** Opening TEXT BLOCK block **

Sure seems like a bullshit business move to retain control of Tesla.
So… computer programs can now own property. Interesting. Is this the first step in giving computers the vote?
AI dystopia
using AI hype to finance X loans?
Correct.
It’s actually a smart move.
The dumb money are those pouring hundreds of billions into the AI hype. This is .com bubble on steroids.
And sure, AI obviously is becoming an important market, but it will not be the current leaders who will dominate the tech. Like the internet, it’s just too easy to catch up for competitors. Pouring $100B into AI today will only mean you lose out to the $1B startup in 2 years. The incumbents will go broke.
The incumbents will go broke.
Who do you mean with that? Companies like OpenAI or Anthropic, or do you also include the likes of Google/Amazon/Microsoft?
With the former I can see it, but the later also profit from providing the infrastructure (and have other profitable business), so imo those will be just fine.
I definitely see Google/Amazon/Microsoft shedding a huge amount of market cap when the time comes to write-off the 100s of billions they invested the past two years.
They just don’t have any feasible path to recouping those investments.
Sure, they’ll never go fully broke, that’s just a nice word for emphasis.
As i understand it most of the money they are investing goes into new datacenters. So when a model gets outdone by a new one they still have those, unlike e.g. OpenAI that use other companies resources (i think microsoft and oracle mostly?). In a way companies that use those external clouds to train their own models are financing the investments needed for the big players.
AWS, GCP and Azure are all growing 30%+ yoy, are profitable and if anything supply constraint in that they can’t build more capacity fast enough to meet demand. So it seems to me that to some degree they are already recouping some of those investments. I don’t see a drop in demand for compute, and even if using/training ai would become less resource intensive, Jevons paradox would just lead to more demand.
Of course they also burn a lot of money as anytime a new model gets trained and beats the older ones, it kind of renders the resources spend on the previous one worthless. But to me that seems like the cost of doing business.
The current investments they can afford. What would actually lead to shedding huge amounts of marketcap is, if they’d let a rival establish themselves. Similar to how the movie studios didn’t get into streaming early (mostly to not hurt their cable business) and gave Netflix enough time to establish themselves.
To comment on something you mentioned in another reply below:
I just don’t see a world where most people are coughing up more than $10 a month for AI.
I think the big money will be in the business world, where salaries for actual people are high enough that saving a person even a few hours/week or replacing a single employee saves so much money that even expensive subscriptions would easily be worth it.
On the consumer side as you say running smaller models locally will likely be the norm. But that means it would be free for both the likes of Deepseek and Google. And then it’ll just come down to who has access to personal information and is better embedded, which would be likely be whoever also controls other aspects of a users life, such as Goole with Android, gmail etc. Money here will be made just as it is done with other free services.
You could have made this same analysis in 2000 and it would be equally valid.
Yes, the business world is willing to pay big bucks to reduce labour costs and that business case is solid.
But we already see that success is not determined by the size of the model, but by the data and providing and processing that data in a smart way to the AI. And the companies that are successful in this area are model agnostic. They can, and will, switch to cheaper to run models that are good enough for their purposes.
So the dogma that whoever has the biggest model wins, just doesn’t apply. AI is already hitting diminishing returns.
Once the investment money pumping the hype is gone, there will be a glut of capacity and a heavy price competition, which will drive down margins.

** Closing TEXT BLOCK block **

REQUIRED WORK:
Reproduce the thread on AI investment from "As i understand" to "to more demand.", renaming "datacenters" as "server farms".

** Opening RAW DATA block **

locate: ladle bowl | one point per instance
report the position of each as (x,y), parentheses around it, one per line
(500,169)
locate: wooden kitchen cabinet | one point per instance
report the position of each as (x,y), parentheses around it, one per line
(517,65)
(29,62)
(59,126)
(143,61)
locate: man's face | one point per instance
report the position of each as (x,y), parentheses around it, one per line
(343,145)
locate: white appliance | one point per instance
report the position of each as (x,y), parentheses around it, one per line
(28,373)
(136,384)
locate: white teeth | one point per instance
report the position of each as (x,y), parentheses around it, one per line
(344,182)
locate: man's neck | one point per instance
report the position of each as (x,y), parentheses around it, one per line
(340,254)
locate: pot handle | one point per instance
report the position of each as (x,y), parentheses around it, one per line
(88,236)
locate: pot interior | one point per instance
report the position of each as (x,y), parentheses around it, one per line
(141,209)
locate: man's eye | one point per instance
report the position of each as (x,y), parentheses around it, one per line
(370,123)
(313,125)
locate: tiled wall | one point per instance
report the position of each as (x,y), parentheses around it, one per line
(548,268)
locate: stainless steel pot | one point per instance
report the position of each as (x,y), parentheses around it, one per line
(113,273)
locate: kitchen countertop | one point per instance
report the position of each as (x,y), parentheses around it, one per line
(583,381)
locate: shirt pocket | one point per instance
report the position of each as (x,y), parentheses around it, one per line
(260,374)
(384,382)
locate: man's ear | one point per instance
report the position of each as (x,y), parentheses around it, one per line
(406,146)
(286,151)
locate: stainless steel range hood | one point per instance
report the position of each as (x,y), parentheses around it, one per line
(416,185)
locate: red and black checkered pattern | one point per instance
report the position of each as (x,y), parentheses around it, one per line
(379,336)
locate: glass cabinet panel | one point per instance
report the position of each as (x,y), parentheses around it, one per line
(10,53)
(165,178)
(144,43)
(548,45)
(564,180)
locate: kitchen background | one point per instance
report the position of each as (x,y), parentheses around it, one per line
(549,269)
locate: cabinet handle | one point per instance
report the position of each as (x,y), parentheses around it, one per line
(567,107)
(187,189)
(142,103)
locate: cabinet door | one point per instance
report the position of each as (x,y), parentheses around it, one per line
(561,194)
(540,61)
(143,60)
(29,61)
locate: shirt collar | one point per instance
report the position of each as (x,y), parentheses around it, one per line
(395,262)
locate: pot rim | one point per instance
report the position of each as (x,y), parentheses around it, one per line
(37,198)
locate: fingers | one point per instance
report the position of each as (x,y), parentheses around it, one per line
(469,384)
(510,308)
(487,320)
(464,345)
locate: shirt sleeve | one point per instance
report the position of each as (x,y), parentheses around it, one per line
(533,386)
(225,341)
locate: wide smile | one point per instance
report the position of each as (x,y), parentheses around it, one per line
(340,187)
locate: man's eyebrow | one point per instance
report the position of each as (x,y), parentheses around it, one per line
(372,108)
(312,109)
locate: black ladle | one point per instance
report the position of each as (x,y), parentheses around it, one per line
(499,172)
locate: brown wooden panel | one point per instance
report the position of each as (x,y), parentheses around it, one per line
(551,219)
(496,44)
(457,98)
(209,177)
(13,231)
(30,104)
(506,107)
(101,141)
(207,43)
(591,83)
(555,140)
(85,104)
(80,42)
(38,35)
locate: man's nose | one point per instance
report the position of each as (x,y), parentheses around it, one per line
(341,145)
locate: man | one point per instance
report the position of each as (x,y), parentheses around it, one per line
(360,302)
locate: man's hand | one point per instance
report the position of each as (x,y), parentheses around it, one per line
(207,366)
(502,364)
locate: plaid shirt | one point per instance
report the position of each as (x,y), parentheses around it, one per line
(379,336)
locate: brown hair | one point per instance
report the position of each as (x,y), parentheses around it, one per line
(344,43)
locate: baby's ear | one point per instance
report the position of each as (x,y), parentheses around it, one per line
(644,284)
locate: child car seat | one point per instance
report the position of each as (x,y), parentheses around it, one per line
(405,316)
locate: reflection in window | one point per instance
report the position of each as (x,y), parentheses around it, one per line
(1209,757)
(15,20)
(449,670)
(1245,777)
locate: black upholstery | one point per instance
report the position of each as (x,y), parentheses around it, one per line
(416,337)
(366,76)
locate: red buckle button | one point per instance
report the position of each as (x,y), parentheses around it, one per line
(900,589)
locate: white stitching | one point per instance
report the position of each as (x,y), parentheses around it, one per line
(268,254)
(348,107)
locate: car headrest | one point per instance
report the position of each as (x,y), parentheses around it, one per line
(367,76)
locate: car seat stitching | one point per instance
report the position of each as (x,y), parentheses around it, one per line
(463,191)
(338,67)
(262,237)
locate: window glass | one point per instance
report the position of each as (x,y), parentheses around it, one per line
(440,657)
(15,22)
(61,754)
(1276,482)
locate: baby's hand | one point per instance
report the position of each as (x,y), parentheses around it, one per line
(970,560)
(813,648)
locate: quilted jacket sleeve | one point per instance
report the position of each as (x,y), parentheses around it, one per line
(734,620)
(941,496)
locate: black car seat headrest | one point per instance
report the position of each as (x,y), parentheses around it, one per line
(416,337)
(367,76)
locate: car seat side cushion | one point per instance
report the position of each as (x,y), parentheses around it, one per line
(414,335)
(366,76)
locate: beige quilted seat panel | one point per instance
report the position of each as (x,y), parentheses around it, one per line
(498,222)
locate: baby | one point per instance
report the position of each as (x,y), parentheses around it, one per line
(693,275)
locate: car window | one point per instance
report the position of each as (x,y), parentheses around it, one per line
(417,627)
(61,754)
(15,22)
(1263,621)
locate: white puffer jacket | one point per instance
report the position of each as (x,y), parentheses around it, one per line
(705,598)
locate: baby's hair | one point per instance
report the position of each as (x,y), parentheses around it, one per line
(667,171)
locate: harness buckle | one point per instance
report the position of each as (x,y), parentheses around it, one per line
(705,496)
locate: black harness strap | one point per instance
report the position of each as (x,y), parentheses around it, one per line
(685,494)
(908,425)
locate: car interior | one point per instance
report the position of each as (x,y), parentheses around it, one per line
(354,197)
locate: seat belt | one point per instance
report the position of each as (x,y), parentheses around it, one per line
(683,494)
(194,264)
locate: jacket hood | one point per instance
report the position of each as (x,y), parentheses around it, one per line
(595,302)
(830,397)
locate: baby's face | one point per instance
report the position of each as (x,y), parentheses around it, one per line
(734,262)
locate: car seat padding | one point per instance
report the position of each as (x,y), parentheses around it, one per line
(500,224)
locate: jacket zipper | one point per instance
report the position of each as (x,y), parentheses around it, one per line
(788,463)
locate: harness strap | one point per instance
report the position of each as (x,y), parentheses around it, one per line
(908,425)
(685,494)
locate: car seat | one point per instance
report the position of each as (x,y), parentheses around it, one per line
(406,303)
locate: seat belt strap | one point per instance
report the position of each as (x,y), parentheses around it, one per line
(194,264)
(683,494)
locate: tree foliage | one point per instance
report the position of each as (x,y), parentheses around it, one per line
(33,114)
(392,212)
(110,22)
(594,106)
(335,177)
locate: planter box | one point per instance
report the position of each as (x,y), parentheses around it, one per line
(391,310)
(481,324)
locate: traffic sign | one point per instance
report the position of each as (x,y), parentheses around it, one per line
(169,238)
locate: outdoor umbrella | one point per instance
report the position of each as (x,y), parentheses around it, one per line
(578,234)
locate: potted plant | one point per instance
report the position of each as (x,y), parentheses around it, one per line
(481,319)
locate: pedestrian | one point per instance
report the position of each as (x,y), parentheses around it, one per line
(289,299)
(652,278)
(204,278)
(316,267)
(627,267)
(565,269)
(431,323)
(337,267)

** Closing RAW DATA block **

SOLUTION TO THIS TASK:
As i understand it most of the money they are investing goes into new server farms. So when a model gets outdone by a new one they still have those, unlike e.g. OpenAI that use other companies resources (i think microsoft and oracle mostly?). In a way companies that use those external clouds to train their own models are financing the investments needed for the big players.
AWS, GCP and Azure are all growing 30%+ yoy, are profitable and if anything supply constraint in that they can’t build more capacity fast enough to meet demand. So it seems to me that to some degree they are already recouping some of those investments. I don’t see a drop in demand for compute, and even if using/training ai would become less resource intensive, Jevons paradox would just lead to more demand.